(Named region outline data)
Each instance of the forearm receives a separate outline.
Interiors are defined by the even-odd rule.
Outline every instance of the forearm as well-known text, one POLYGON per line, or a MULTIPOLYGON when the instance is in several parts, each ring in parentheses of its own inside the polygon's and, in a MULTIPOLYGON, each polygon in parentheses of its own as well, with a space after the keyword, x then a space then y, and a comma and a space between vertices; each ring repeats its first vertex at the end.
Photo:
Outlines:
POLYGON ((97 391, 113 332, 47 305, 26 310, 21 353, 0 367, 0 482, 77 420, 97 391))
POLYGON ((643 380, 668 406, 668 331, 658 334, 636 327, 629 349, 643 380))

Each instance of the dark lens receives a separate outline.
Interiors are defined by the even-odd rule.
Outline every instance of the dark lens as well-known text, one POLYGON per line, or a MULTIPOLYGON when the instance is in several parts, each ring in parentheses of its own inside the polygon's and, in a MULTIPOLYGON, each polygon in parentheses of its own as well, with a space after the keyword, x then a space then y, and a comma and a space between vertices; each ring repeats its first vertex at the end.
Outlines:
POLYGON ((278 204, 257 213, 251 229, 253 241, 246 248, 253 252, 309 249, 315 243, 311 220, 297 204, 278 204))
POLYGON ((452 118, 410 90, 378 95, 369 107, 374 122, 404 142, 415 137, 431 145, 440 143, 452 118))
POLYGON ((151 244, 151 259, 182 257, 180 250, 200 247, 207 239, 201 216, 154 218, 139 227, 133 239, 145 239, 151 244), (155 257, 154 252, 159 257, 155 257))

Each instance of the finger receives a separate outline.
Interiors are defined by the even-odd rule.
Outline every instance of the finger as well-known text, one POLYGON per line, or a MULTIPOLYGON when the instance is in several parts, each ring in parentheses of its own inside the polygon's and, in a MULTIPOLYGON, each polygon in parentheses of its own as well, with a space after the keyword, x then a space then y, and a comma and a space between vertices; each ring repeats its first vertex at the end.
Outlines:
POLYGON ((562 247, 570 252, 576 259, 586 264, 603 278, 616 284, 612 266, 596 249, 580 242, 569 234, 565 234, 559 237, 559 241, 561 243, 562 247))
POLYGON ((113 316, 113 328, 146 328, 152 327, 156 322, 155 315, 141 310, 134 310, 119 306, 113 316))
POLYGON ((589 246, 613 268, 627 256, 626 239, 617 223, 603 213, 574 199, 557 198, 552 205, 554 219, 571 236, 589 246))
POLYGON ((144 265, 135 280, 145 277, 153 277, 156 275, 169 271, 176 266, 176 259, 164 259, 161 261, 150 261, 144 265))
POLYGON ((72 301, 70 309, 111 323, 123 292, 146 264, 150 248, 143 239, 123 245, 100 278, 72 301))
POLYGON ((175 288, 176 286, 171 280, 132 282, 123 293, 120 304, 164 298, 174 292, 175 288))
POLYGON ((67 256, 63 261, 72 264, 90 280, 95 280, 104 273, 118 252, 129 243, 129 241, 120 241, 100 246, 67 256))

#### Task:
Could you give the data above again, replacing each "even-odd rule" with "nonzero winding rule" and leaving everything else unchanged?

#### Solution to this task:
Each instance of the forearm receives a separate outline.
Interiors are defined by the nonzero winding rule.
Outline every instance of the forearm as well-known text, one POLYGON per line, or a MULTIPOLYGON when the instance is in several parts, each ring in parentheses of its own inside the polygon's and, in a MULTIPOLYGON, each polygon in parentheses of its own as well, with a space after the keyword, x then a space then y, and a comma and a space between vertices; each ring repeats its first vertex at the end.
Photo:
Outlines:
POLYGON ((97 391, 113 332, 47 305, 26 310, 21 353, 0 367, 0 482, 77 420, 97 391))
POLYGON ((643 380, 668 406, 668 331, 658 334, 636 327, 629 349, 643 380))

Each instance of the dark lens receives a separate outline.
Interiors are defined by the nonzero winding rule.
Outline every instance of the dark lens as well-known text, one POLYGON per line, or a MULTIPOLYGON when the instance is in several parts, each ring in parentheses of its own inside the polygon's and, in a MULTIPOLYGON, each polygon in parentheses of its own as well, with a space after the keyword, x then a space then y, and a comma and a space between vertices; each ring repeats its first vertex at the end.
Outlines:
POLYGON ((278 204, 257 213, 251 229, 253 241, 246 248, 253 252, 309 249, 315 243, 311 220, 297 204, 278 204))
POLYGON ((452 118, 410 90, 378 95, 369 107, 374 122, 404 142, 415 137, 431 145, 440 143, 452 118))
POLYGON ((151 244, 151 259, 182 257, 180 250, 200 247, 207 239, 201 216, 154 218, 139 227, 133 239, 145 239, 151 244), (155 257, 154 252, 159 257, 155 257))

Each instance of the finger receives a separate outline.
Interiors are defined by the nonzero winding rule.
Outline every instance of the finger as well-known text, one POLYGON per line, or a MULTIPOLYGON when the instance is in several parts, each ring in parentheses of its own inside the polygon's and, in a MULTIPOLYGON, each polygon in parentheses of its own as well, with a space after the keyword, x then a space then y, and a comma and a space between vertices; each ring repeats its first vertex at the end.
Outlines:
POLYGON ((562 247, 570 252, 576 259, 586 264, 603 278, 616 284, 612 266, 596 249, 580 242, 569 234, 565 234, 559 237, 559 241, 561 243, 562 247))
POLYGON ((113 316, 113 328, 146 328, 152 327, 156 322, 155 315, 141 310, 134 310, 119 306, 113 316))
POLYGON ((589 246, 613 268, 627 256, 626 239, 617 223, 603 213, 574 199, 557 198, 552 205, 554 219, 571 236, 589 246))
POLYGON ((144 265, 135 280, 145 277, 153 277, 156 275, 169 271, 176 266, 176 259, 164 259, 161 261, 150 261, 144 265))
POLYGON ((72 301, 70 309, 111 323, 123 292, 146 264, 150 248, 143 239, 123 245, 100 278, 72 301))
POLYGON ((175 288, 176 286, 171 280, 132 282, 123 293, 120 304, 164 298, 174 292, 175 288))
POLYGON ((67 256, 63 261, 72 264, 90 280, 95 280, 104 273, 118 252, 129 243, 129 241, 120 241, 100 246, 67 256))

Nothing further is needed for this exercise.